── Выбранный текст ──

В известковой стене правой стороны ворот открывается в Щугопе трещина; из нее вырывается пенистый ручей Вельдор-Кырта-Ель, текущий по каменистым мелким переборам. При устье ручья в береговых его наслоениях господствует доломит. Мы остановились здесь. Нам хотелось осмотреть на Кырте-Ель водопад, посещенный в 1847 году профессором Гофманом, начальником Уральской экспедиции, которая снаряжена была нашим географическим обществом. Добраться до водопада берегом не представлялось возможности: стены расселины, между которой бежал ручей, поднимались так высоко и такими обрывами, что около воды не оставалось места для прохода, наверху же, по береговому обрезу, не было тропинки. Мы пошли ручьем, вброд, что было весьма удобно, так как глубина воды не превышала пяти вершков и дно оказалось твердое. За устьем, не в дальнем расстоянии, начал попадать в берегах зернистый кварцит, с примесью листочков талька и хлорита, которые все более и более преобладают, так что наконец кварцит переходит в тальковый и хлоритовый сланец. Затем начали попадаться гнейс, диорит и порфир. Это замечательно в том отношении, что присутствие упомянутых горных пород служит признаком золотоносных россыпей.

───

* _Задания_
a - Согласуются ли с отрывком о ручье Вельдор-Кырта-Ель три утверждения: (i) водопад на Кырте-Ель в 1847 году посетил профессор Гофман; (ii) к водопаду путники добирались берегом ручья; (iii) глубина воды в ручье превышала пять вершков? На каждое ответьте «да» или «нет» и приведите решающие слова отрывка дословно.
b - Продолжите отрывок о ручье Вельдор-Кырта-Ель, начав сразу после его последнего предложения.

── Собранные данные ──

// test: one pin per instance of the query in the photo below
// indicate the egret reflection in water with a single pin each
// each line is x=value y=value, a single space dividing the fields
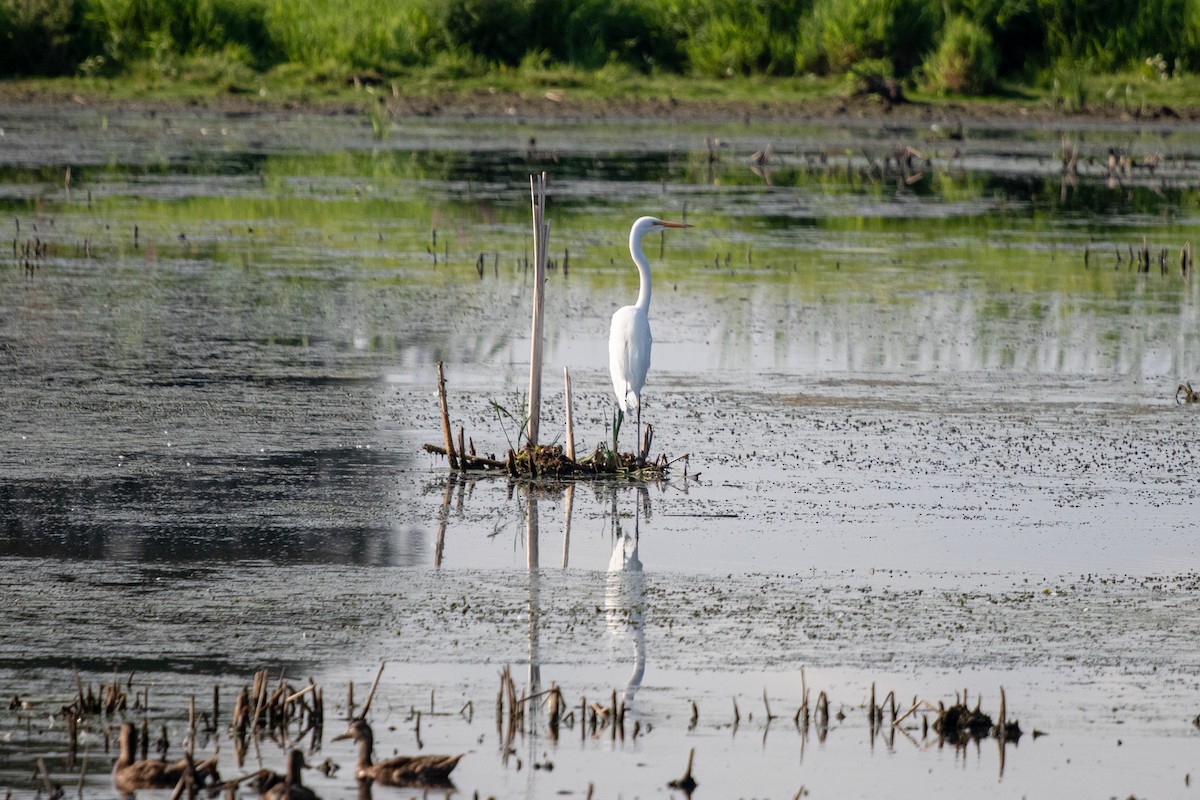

───

* _Итоговые ответы_
a -
(i) Да: «посещенный в 1847 году профессором Гофманом».
(ii) Нет: «Мы пошли ручьем, вброд».
(iii) Нет: «глубина воды не превышала пяти вершков».

b -
Пройдя около трех верст ручьем, мы заслышали гул водопада. С какой стороны доносился этот гул – решить было нельзя: не то он стоял в воздухе, не то вырывался из-под земли; то слышался сзади, то далеко-далеко впереди, то справа, то слева. Я приписал это необыкновенной отзывчивости эхо, играющего здесь звуками с волшебною причудливостью. Еще прошли несколько извилин, выбрались на песчаный заплеск, круто повернули около скалы, выдавшейся острым углом в ручей, и очутились перед круглым, как чаша, котлом, шагов 30 в длину и ширину, заключенным в каменные стены, достигающие футов до ста высоты. В этот Котел, с высоты по крайней мере пяти сажен, с ревом низвергался прекраснейший водопад. Мы стояли как раз перед ним. Вода разбивалась о лежащие внизу два громадной величины камня; брызги летели в воздух и стояли в нем мелкой пылью. Выглянуло солнце из-за облачка и осветило своими лучами массу движущегося водного хрусталя, загорелась в нем разноцветная радуга, а водяная пыль окрасилась ярко-лиловым цветом. Ничего подобного в природе я не видал во всю мою жизнь.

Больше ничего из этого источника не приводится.